[WHAT IS EXPECTED]:
Present every one of the records below as a numbered list, skipping any blank lines and leaving the pictures out.

[RECORDS TO PROCESS]:
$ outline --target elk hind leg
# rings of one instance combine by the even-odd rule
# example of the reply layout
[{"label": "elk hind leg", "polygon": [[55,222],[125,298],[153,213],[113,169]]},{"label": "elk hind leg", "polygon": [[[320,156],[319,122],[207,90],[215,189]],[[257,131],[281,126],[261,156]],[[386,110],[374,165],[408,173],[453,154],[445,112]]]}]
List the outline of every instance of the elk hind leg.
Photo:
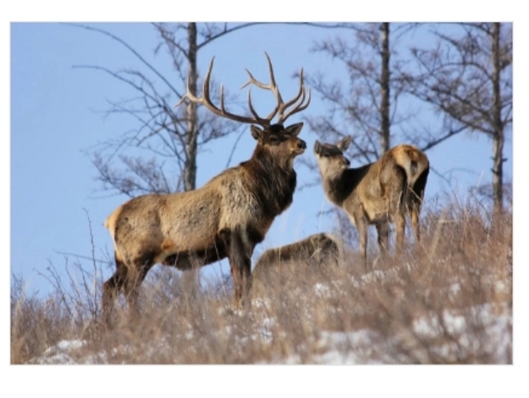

[CORRECT OUTPUT]:
1. $ outline --target elk hind leg
2. # rings of one instance combine by the even-odd rule
3. # example of the reply layout
4. [{"label": "elk hind leg", "polygon": [[55,222],[125,298],[153,213],[113,169]]},{"label": "elk hind leg", "polygon": [[[320,156],[319,122],[207,90],[215,189]],[[257,131],[281,126],[261,156]],[[386,110],[374,165],[408,173],[453,154],[445,112]]]}]
5. List the outline of every instance of the elk hind leg.
6. Photo:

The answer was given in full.